- _Page text_
Bengaluru: Researchers from the Gandhi Krishi Vigyan Kendra (GKVK) have discovered a flowering legume plant endemic to Hesaraghatta, highlighting the critical need to save the grassland which is being threatened by rapid urbanisation.
In their paper published in Nelumbo, a journal of Botanical Survey of India (BSI), researchers M Sanjappa, A N Sringeswara from GKVK and N Dhatchanamoorthy from Foundation for Revitalisation of Local Health Traditions said the plant, named Teramnus kameswararoi, is confined to a small area with limited number of sub populations.
“It is considered endemic to Bengaluru Urban district and is threatened by fast urbanisation as the collection localities fall within residential and infrastructure areas,” the paper said.
The plant belonging to Teramnus (legume) family has been named Teramnus kameswararoi, in honour of C Kameswara Rao, former chairman of Botany Department, Bangalore University. Unlike eight other species of Teramnus, the kameswararoi is distinguishable as it branches from the base, rises above the ground without twining and climbing.
Sanjapa, who retired as the director of the Botanical Survey of India and currently Indian National Science Academy senior scientist at GKVK, said the day they went to verify the plant was dramatic in itself.
“The place where the plant was identified was a residential site. We saw that the land was cleared and the plant was removed. We managed to locate it and document it in three places in Hesaraghatta village. However, rapid urbanisation is a concern because there may be other species that are yet to be identified,” he said.
Sringeswara told DH that the legume plants provide a key service to nature and environment.

- _Problem set_
**1.** Translate this sentence from the article on the Hesaraghatta legume into Spanish: "Sringeswara told DH that the legume plants provide a key service to nature and environment."
**2.** According to the article on the Hesaraghatta legume, who is Teramnus kameswararoi named in honor of?
**3.** Continue the article on the legume found in Hesaraghatta, starting after its last sentence.

(Dataset entries)

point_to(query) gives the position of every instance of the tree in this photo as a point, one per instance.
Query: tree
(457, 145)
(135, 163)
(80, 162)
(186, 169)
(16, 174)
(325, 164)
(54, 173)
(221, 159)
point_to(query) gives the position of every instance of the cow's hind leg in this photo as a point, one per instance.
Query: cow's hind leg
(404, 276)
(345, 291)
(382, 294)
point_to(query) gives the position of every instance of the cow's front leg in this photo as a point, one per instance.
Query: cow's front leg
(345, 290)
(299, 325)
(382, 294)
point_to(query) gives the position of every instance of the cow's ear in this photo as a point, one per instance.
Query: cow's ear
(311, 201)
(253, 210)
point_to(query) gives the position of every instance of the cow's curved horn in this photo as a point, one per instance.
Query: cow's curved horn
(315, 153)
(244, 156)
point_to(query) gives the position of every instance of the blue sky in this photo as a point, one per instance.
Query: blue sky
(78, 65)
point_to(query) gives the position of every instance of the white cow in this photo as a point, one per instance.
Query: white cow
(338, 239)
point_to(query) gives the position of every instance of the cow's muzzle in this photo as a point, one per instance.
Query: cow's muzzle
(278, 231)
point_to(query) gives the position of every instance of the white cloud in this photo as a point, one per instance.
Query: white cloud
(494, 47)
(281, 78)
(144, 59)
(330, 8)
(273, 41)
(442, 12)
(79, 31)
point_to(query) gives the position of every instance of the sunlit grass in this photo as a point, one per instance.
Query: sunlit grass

- _Results for the exercise_
**1.** Sringeswara le dijo a DH que las plantas leguminosas prestan un servicio clave a la naturaleza y al medio ambiente.

**2.** C Kameswara Rao, former chairman of the Botany Department at Bangalore University.

**3.**
“The roots of legume plants are principal hosts of Rhizobium bacteria which convert atmospheric nitrogen into nitrates and enrich the soil. This will in turn benefit all other plants. The Hesaraghatta area, especially the grassland, is rich in biodiversity. We have studied the plant for one year to assess its properties. More research in the area is needed to document other possible endemic species,” he said.
Researchers Mahesh Bhat, Seshadri K S and Ramki Sreenivasan, who documented the flora and fauna of Hesaraghatta in their recommendation to declare the area a conservation reserve, had recommended key strategies for protecting its biodiversity.
They counted 39 native plant species, 10 mammals, five reptiles, 133 birds, one amphibian, three spiders and 14 species of butterflies.
The State Board of Wildlife had taken up the proposal to declare 5,010 acres of the grassland as a conservation reserve but it was put aside due to political interference. Following a direction by the high court, the Board is scheduled to take up the matter again.
Sources in the forest department said the matter was to be taken up during the meeting in August but was deferred due to the paucity of time.